## Begin TEXT SECTION

The core composition is suitably a composition having the approximate consistency of a firm putty, or of molding clay. Any of the compositions commercially sold as "intumescent" resinous compositions may be used. Intumescent compositions are commercially used as materials for splicing and filling honeycomb cores used in sandwich constructions. The compositions generally comprise an uncured resin, together with a curing agent, a blowing agent, and usually a flow control material which also adds bulk and body at low weight.
The resin in the core composition is typically an epoxy resin or a phenolic resin. The blowing agent is typically either a compound such as an azo, N-nitroso, carbonate, or sulfonyl hydrazide compound which decomposes when heated to yield nitrogen or carbon dioxide, or a volatile normally liquid material such as pentane, water, or a liquid fluorocarbon. Preferred flow control materials include hollow glass or silica microspheres, hollow carbon or graphite microspheres and finely divided expanded vermiculite. Glass or asbestos fibers or mica flakes may also be used. And graphite whiskers may be used advantageously adding strength as well as bulk.

## End TEXT SECTION
## Begin SUPPLIED ENTRIES

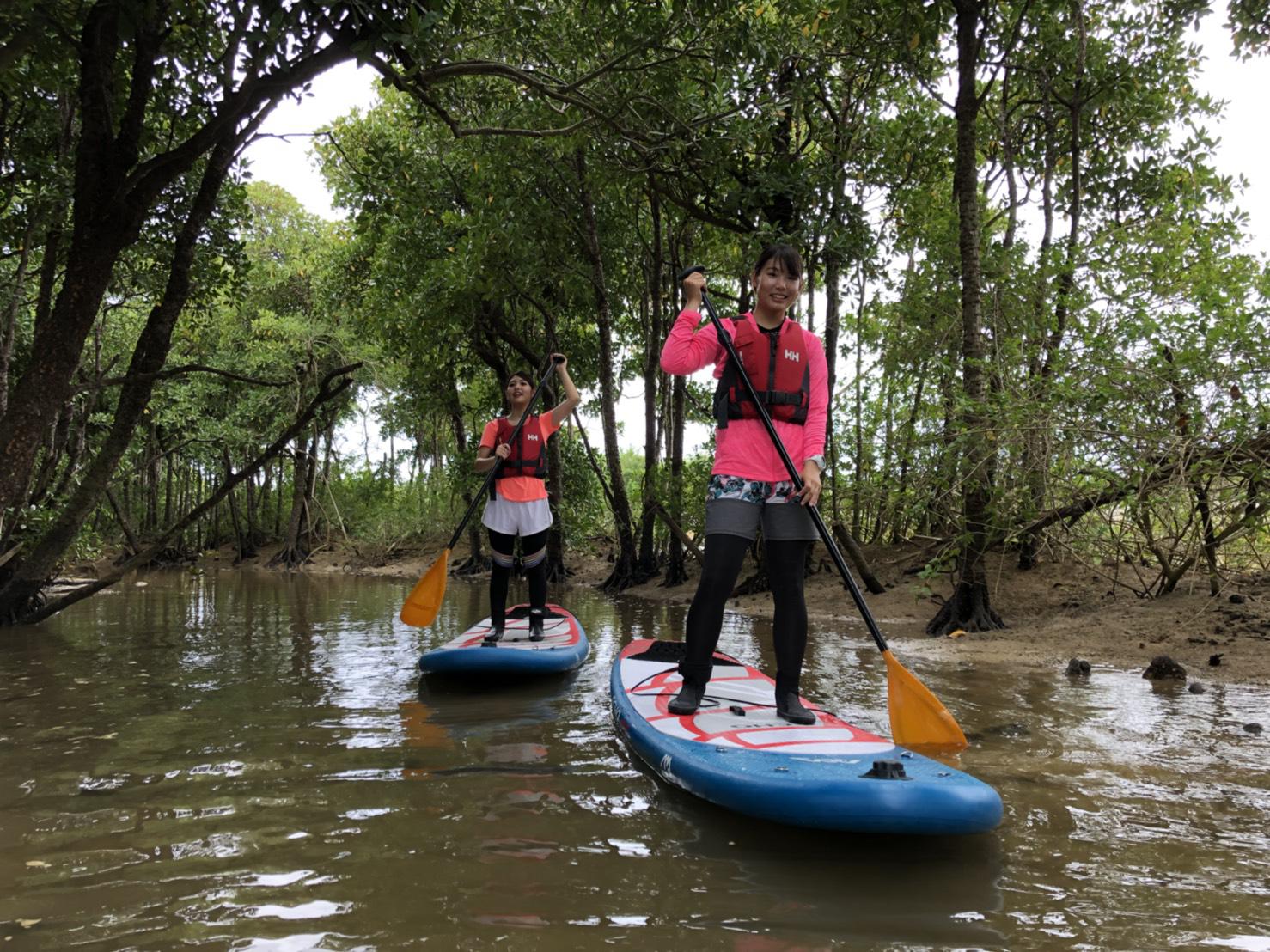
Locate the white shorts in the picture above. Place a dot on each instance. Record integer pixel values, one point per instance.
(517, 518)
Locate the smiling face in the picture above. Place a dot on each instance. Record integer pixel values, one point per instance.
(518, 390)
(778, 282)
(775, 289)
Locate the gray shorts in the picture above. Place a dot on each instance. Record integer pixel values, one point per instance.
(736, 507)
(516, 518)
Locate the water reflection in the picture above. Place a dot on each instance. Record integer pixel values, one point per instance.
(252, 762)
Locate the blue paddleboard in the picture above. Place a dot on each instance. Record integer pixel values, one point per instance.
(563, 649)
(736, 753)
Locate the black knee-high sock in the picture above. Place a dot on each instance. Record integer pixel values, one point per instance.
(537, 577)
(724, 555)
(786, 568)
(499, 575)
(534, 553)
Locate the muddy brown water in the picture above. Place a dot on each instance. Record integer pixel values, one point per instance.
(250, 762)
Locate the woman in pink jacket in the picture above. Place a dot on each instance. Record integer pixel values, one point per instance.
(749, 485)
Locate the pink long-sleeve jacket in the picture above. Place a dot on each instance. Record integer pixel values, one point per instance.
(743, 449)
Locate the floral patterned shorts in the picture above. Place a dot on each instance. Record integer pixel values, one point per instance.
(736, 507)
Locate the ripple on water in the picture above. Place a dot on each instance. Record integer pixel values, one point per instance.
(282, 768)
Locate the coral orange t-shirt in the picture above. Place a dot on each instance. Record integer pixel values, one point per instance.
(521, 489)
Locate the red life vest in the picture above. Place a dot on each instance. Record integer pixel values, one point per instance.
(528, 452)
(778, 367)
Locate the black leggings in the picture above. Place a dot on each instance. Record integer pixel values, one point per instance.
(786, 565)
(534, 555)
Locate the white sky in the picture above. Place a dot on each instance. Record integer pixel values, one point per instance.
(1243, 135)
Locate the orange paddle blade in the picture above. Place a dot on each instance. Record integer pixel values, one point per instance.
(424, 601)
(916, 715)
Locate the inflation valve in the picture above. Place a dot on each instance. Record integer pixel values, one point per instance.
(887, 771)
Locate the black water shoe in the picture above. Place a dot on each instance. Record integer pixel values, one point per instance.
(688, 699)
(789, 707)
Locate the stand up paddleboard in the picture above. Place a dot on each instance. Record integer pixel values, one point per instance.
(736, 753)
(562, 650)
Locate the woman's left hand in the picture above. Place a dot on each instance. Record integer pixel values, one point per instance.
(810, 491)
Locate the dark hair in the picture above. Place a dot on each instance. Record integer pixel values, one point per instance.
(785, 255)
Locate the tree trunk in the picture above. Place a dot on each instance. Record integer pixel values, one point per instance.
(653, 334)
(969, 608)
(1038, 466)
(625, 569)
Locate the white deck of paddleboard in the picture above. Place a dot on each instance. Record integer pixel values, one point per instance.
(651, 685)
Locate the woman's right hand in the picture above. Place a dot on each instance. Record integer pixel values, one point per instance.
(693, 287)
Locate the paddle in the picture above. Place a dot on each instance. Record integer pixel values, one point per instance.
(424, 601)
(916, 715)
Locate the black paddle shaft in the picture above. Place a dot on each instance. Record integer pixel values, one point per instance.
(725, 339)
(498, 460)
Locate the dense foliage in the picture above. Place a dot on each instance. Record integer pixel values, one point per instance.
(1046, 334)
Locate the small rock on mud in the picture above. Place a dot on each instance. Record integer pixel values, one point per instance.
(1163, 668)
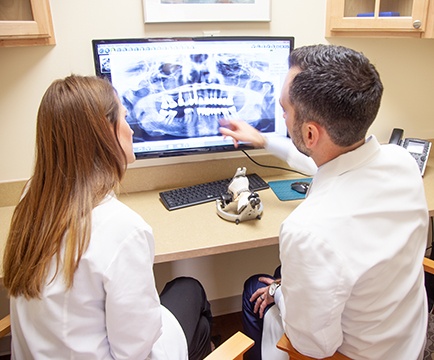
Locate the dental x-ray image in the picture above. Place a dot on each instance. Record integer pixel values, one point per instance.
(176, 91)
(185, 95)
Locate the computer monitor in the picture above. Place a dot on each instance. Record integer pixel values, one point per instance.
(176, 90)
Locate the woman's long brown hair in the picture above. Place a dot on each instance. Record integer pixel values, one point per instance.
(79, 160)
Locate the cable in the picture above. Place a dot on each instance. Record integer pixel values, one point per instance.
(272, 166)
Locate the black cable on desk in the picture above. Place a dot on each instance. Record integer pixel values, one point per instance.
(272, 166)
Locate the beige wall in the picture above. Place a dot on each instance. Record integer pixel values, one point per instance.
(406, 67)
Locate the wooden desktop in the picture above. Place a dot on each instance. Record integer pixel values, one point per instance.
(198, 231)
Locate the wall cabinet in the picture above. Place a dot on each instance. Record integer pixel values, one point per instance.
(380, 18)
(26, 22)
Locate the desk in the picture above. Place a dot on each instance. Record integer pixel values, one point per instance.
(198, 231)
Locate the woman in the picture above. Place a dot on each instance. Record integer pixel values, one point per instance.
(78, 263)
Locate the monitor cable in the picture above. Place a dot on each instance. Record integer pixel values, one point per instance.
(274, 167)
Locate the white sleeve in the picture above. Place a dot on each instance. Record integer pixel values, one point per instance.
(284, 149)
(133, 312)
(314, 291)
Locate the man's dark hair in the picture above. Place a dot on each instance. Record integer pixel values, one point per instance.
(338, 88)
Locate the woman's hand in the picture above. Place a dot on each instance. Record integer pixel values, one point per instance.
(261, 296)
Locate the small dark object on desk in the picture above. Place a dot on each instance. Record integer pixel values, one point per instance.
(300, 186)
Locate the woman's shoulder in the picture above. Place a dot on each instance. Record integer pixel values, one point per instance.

## End SUPPLIED ENTRIES
## Begin SUPPLIED ENTRIES

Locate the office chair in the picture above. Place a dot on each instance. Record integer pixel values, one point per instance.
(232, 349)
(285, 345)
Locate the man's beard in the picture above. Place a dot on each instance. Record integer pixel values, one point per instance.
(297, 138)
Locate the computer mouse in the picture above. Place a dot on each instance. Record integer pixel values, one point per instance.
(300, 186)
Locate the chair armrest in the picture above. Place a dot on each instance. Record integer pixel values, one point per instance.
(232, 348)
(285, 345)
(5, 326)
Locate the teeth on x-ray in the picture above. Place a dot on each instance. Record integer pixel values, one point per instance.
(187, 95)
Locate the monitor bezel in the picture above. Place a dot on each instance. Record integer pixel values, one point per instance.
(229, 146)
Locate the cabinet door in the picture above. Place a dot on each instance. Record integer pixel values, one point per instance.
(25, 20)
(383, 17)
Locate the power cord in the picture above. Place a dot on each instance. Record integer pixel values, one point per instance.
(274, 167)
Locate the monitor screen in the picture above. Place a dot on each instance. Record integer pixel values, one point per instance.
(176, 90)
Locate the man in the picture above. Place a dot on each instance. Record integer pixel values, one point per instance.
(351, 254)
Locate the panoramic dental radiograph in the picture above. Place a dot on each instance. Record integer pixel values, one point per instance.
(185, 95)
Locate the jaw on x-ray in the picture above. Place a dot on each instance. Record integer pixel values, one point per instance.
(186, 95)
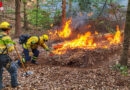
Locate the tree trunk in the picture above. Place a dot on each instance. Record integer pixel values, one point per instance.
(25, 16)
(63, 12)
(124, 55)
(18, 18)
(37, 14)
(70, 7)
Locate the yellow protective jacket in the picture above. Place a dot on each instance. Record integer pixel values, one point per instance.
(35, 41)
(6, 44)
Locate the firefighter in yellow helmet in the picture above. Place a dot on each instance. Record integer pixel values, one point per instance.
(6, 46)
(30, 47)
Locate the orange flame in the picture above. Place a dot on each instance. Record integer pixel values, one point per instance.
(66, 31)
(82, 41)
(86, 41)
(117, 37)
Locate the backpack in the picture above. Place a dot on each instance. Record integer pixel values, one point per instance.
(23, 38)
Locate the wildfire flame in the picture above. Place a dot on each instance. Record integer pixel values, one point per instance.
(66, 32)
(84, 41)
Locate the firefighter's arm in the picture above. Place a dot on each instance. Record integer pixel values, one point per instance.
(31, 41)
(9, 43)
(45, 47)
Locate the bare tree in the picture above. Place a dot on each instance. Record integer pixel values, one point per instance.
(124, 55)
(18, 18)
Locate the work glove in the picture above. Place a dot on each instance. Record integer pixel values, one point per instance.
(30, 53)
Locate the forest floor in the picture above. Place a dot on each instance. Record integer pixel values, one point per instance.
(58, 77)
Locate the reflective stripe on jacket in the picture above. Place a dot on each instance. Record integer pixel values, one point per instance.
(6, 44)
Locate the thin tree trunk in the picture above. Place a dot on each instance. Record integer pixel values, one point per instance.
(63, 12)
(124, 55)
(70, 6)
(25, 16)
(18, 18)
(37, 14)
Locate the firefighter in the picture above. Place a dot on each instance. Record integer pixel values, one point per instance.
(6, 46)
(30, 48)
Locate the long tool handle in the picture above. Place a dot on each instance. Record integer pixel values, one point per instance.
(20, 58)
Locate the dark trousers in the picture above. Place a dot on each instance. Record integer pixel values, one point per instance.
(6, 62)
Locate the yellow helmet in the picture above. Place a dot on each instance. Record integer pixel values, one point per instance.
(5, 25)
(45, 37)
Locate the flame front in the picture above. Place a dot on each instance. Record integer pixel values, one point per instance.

## End SUPPLIED ENTRIES
## Begin SUPPLIED ENTRIES

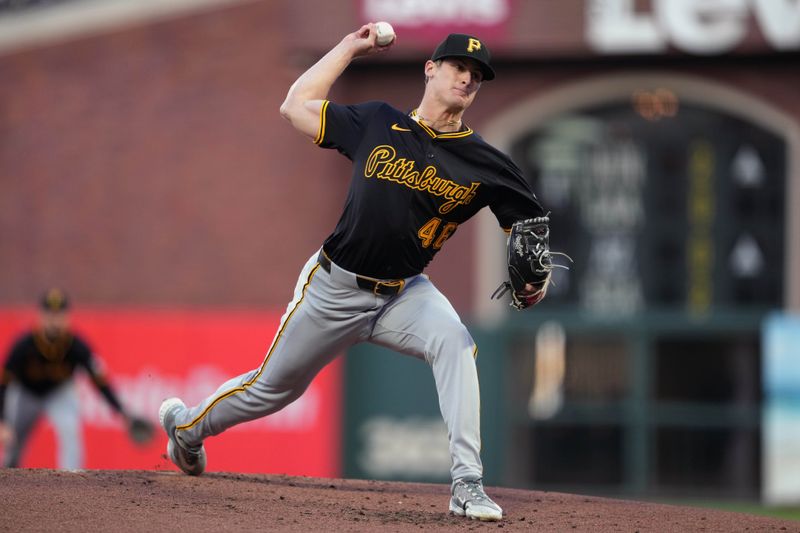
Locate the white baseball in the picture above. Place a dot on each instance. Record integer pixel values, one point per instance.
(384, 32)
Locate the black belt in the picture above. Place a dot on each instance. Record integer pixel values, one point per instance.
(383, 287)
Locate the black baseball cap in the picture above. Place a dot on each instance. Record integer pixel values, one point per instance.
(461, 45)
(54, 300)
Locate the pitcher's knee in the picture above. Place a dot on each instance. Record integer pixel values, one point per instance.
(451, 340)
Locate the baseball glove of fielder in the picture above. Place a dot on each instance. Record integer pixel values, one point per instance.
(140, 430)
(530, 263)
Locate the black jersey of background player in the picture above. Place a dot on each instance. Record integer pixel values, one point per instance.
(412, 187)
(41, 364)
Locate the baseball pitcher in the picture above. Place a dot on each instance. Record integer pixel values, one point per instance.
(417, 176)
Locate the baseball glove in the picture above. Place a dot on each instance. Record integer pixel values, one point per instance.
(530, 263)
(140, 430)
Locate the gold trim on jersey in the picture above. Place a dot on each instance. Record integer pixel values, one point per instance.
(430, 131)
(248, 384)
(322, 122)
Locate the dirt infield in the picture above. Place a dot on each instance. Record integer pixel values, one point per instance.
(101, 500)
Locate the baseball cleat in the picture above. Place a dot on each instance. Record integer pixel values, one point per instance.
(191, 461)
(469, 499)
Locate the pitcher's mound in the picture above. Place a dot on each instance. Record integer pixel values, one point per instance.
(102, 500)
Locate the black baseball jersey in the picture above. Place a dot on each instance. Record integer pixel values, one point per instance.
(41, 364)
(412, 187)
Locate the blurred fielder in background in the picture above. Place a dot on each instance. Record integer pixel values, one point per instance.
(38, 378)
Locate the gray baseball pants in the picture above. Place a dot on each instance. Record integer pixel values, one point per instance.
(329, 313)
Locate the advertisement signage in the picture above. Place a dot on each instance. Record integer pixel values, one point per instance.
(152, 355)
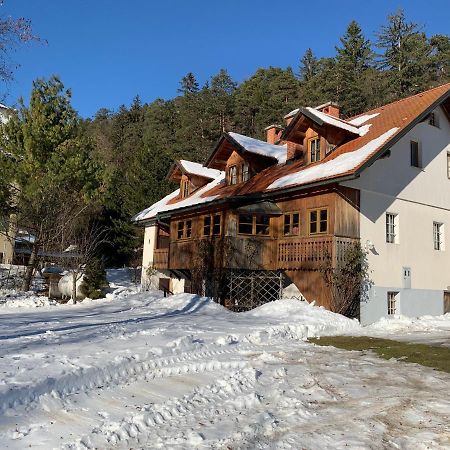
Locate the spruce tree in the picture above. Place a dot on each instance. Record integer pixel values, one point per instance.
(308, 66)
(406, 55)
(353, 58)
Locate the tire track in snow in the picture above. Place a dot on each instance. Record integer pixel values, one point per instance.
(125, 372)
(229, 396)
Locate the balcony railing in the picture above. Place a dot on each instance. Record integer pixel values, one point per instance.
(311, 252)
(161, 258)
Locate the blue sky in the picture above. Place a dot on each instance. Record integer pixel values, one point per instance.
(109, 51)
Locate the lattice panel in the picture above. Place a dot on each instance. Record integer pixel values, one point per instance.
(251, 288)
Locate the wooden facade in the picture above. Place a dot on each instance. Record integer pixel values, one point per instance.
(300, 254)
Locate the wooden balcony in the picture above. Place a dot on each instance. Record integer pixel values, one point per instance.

## End SUPPLIED ENTRIES

→ GOALS:
a. In the passage on core compositions, what consistency should the core composition approximately have?
b. Please list every type of compound that the passage on core compositions names as a blowing agent that decomposes when heated.
c. Pick up the passage on core compositions after its last sentence and continue it.

→ RESPONSES:
a. The approximate consistency of a firm putty, or of molding clay.

b. Azo, N-nitroso, carbonate, and sulfonyl hydrazide compounds.

c.
Intumescent resin compositions may be formulated to any desired expansion ratio depending on the amount of blowing agent incorporated. As applied to the instant invention where substantial autogenous pressure in the mold is desired, the intumescent composition has a high expansion ratio and would expand to at least five times its original volume if it were not confined within the mold.
The core composition is formed into strips suitable for use as the long and short segments described above, preferably by molding the composition into a flat slab, then slitting the slab into strips and rolling the strips to a rounded cross section. Preferably, each strip is then inserted into a seamless sleeve, as disclosed in copending and coassigned application Serial No. 703,136, filed July 7, 1976 by Andrew M. Cecka, Pol Dano and Paul G. Pawling.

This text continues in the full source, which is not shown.